Problem to solve
Return the lines below as a JSON list of strings, one string per line, with blank lines and the pictures left out.

## BEGIN Data records

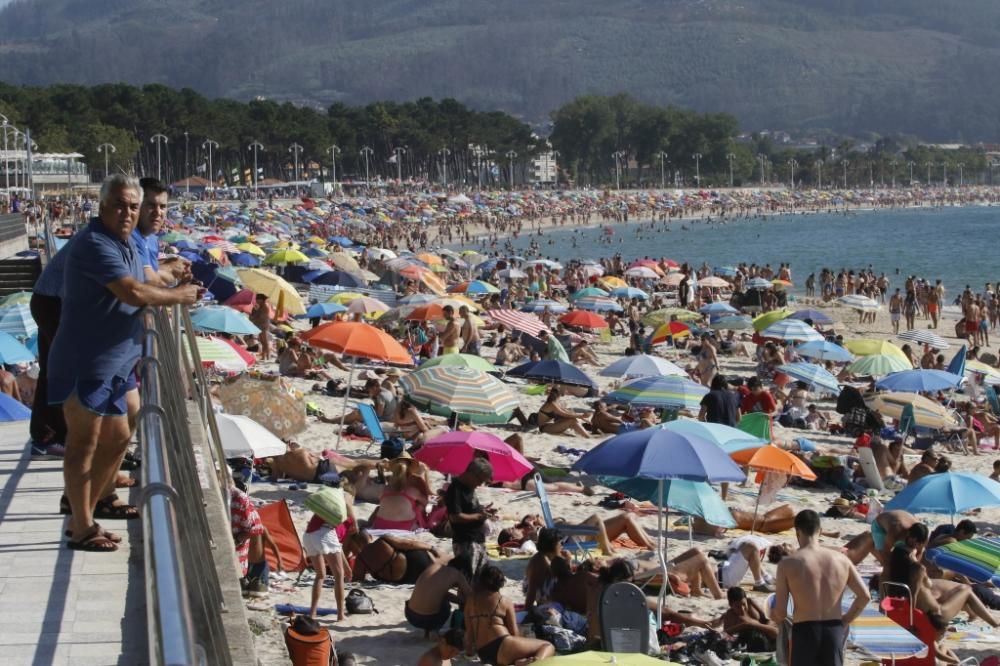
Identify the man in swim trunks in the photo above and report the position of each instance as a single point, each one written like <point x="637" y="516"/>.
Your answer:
<point x="94" y="354"/>
<point x="816" y="579"/>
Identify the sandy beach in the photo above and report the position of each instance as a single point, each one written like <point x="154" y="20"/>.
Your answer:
<point x="386" y="638"/>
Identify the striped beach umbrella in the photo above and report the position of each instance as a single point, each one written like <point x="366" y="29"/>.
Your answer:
<point x="660" y="392"/>
<point x="925" y="337"/>
<point x="467" y="394"/>
<point x="791" y="329"/>
<point x="812" y="374"/>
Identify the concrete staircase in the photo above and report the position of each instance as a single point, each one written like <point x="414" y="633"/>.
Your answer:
<point x="18" y="274"/>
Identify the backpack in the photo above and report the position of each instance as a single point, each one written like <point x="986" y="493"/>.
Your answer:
<point x="359" y="603"/>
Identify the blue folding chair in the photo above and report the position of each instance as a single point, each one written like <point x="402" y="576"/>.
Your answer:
<point x="576" y="546"/>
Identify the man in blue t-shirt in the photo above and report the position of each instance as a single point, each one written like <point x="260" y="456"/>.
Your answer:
<point x="93" y="358"/>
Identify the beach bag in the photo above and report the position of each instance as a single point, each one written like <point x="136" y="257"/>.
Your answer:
<point x="359" y="603"/>
<point x="328" y="503"/>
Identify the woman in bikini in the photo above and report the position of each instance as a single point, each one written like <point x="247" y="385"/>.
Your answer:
<point x="554" y="419"/>
<point x="491" y="627"/>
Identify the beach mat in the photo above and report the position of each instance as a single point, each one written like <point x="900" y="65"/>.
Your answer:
<point x="278" y="521"/>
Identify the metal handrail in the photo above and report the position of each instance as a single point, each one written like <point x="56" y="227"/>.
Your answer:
<point x="170" y="626"/>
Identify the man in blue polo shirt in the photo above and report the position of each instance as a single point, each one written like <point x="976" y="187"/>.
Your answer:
<point x="93" y="358"/>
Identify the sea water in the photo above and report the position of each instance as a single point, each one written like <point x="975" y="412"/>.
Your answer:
<point x="956" y="245"/>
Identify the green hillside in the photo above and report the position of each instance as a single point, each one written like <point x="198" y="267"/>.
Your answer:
<point x="912" y="66"/>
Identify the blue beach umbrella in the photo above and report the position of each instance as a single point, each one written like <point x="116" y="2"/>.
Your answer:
<point x="825" y="350"/>
<point x="919" y="381"/>
<point x="813" y="375"/>
<point x="12" y="410"/>
<point x="222" y="319"/>
<point x="13" y="352"/>
<point x="950" y="492"/>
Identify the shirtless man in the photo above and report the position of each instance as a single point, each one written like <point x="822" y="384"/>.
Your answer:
<point x="470" y="334"/>
<point x="887" y="528"/>
<point x="816" y="578"/>
<point x="450" y="334"/>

## END Data records

Result of the exercise
[
  "Identify the man in swim trunks in the photo above and report the position of each instance as a single point, each one written like <point x=\"637\" y=\"516\"/>.",
  "Your answer:",
  "<point x=\"94\" y=\"354\"/>",
  "<point x=\"816\" y=\"579\"/>",
  "Identify the sandy beach in the photo above and report the position of each instance as a single point, each one written like <point x=\"154\" y=\"20\"/>.",
  "Your answer:",
  "<point x=\"386\" y=\"638\"/>",
  "Identify the striped beach umbrella in the photo above and report the position of each instance as a single point, each one written like <point x=\"366\" y=\"29\"/>.",
  "Your answer:",
  "<point x=\"660\" y=\"392\"/>",
  "<point x=\"925\" y=\"337\"/>",
  "<point x=\"467\" y=\"394\"/>",
  "<point x=\"791\" y=\"329\"/>",
  "<point x=\"812\" y=\"374\"/>",
  "Identify the concrete staircase in the photo above and report the position of each instance as a single point, each one written like <point x=\"414\" y=\"633\"/>.",
  "Your answer:",
  "<point x=\"18\" y=\"274\"/>",
  "Identify the backpack in the photo above and report the position of each instance as a single point, each one written like <point x=\"986\" y=\"493\"/>.",
  "Your answer:",
  "<point x=\"359\" y=\"603\"/>",
  "Identify the blue folding chair in the photo above and report the position of each instance as a single point, each one written like <point x=\"402\" y=\"576\"/>.",
  "Your answer:",
  "<point x=\"576\" y=\"546\"/>",
  "Identify the man in blue t-shirt in the photo above and report the position of each instance as a single point, each one written like <point x=\"260\" y=\"456\"/>.",
  "Your answer:",
  "<point x=\"93\" y=\"358\"/>",
  "Identify the beach bag in the photo above and report the position of each instance as a single point, each one written like <point x=\"136\" y=\"257\"/>.",
  "Your answer:",
  "<point x=\"359\" y=\"603\"/>",
  "<point x=\"328\" y=\"503\"/>",
  "Identify the woman in bikini in the photo above and report the position of each instance as a single point, each one written like <point x=\"247\" y=\"385\"/>.",
  "Your answer:",
  "<point x=\"554\" y=\"419\"/>",
  "<point x=\"491\" y=\"627\"/>",
  "Identify the beach mat in the photo above and report the position of each instance as a single point, each one written like <point x=\"900\" y=\"65\"/>.",
  "Your answer:",
  "<point x=\"278\" y=\"521\"/>",
  "Identify the metal handrail in the photo above and report the position of each instance as a single point, each one written like <point x=\"56\" y=\"227\"/>.",
  "Your answer:",
  "<point x=\"170\" y=\"626\"/>",
  "Identify the man in blue polo shirt in the photo above and report the position of each instance as a single point, each one written like <point x=\"976\" y=\"187\"/>.",
  "Your answer:",
  "<point x=\"93\" y=\"358\"/>",
  "Identify the sea water in the photo above and report the position of each instance as a single point, each one written like <point x=\"975\" y=\"412\"/>.",
  "Your answer:",
  "<point x=\"956\" y=\"245\"/>",
  "Identify the green hillside in the photo above and report the position of each instance as a single point, each one written like <point x=\"198\" y=\"267\"/>.",
  "Your answer:",
  "<point x=\"912\" y=\"66\"/>",
  "Identify the blue beach umbrella in the photo above and report the position of each instance as a single point, each one written like <point x=\"116\" y=\"2\"/>.",
  "Your answer:",
  "<point x=\"825\" y=\"350\"/>",
  "<point x=\"919\" y=\"381\"/>",
  "<point x=\"813\" y=\"375\"/>",
  "<point x=\"12\" y=\"410\"/>",
  "<point x=\"222\" y=\"319\"/>",
  "<point x=\"13\" y=\"352\"/>",
  "<point x=\"950\" y=\"492\"/>",
  "Identify the shirtless man in the photo above and report the position of each instance as a single point, each one written like <point x=\"822\" y=\"384\"/>.",
  "Your answer:",
  "<point x=\"470\" y=\"334\"/>",
  "<point x=\"887\" y=\"528\"/>",
  "<point x=\"816\" y=\"578\"/>",
  "<point x=\"450\" y=\"334\"/>"
]